ENTRIES SHOWN —

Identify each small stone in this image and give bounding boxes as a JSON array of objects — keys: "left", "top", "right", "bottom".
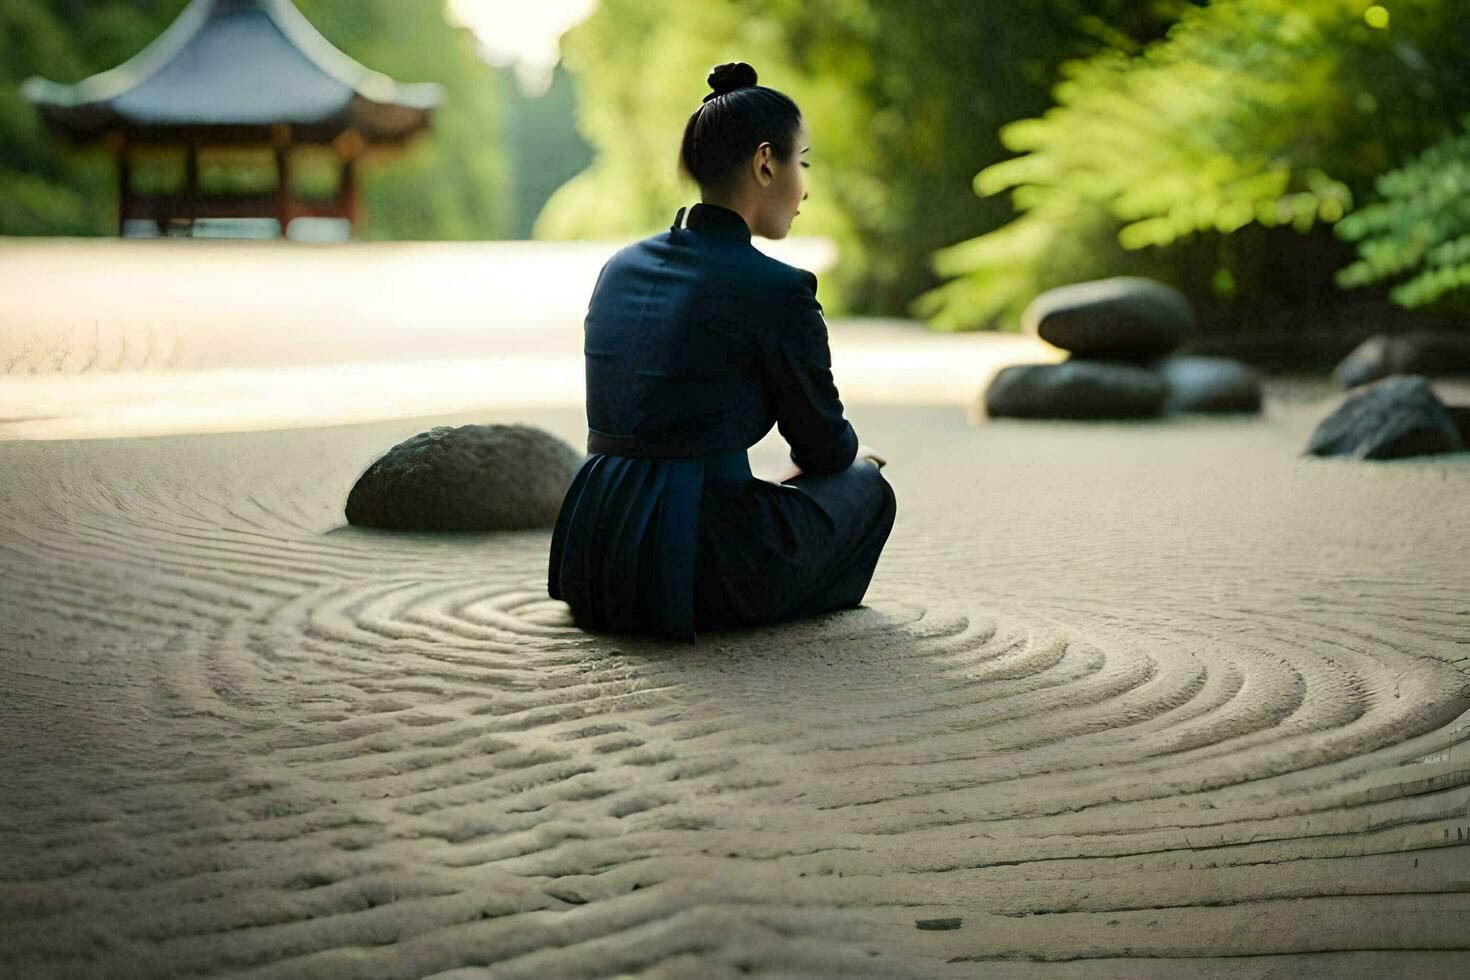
[
  {"left": 1023, "top": 277, "right": 1194, "bottom": 357},
  {"left": 1333, "top": 335, "right": 1403, "bottom": 390},
  {"left": 1154, "top": 355, "right": 1262, "bottom": 414},
  {"left": 916, "top": 917, "right": 963, "bottom": 931},
  {"left": 1305, "top": 375, "right": 1463, "bottom": 460},
  {"left": 985, "top": 360, "right": 1167, "bottom": 420},
  {"left": 346, "top": 423, "right": 581, "bottom": 530}
]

REQUIREMENT — Would you output all of the entries above exactly, keeping the pictures out?

EXERCISE OUTPUT —
Identify each small stone in this image and give bounding boxes as a JSON array of objects — keys: "left", "top", "right", "bottom".
[
  {"left": 1023, "top": 277, "right": 1194, "bottom": 357},
  {"left": 1333, "top": 335, "right": 1403, "bottom": 390},
  {"left": 1154, "top": 355, "right": 1262, "bottom": 414},
  {"left": 916, "top": 917, "right": 963, "bottom": 931},
  {"left": 1305, "top": 375, "right": 1463, "bottom": 460},
  {"left": 985, "top": 360, "right": 1167, "bottom": 420},
  {"left": 346, "top": 423, "right": 581, "bottom": 530}
]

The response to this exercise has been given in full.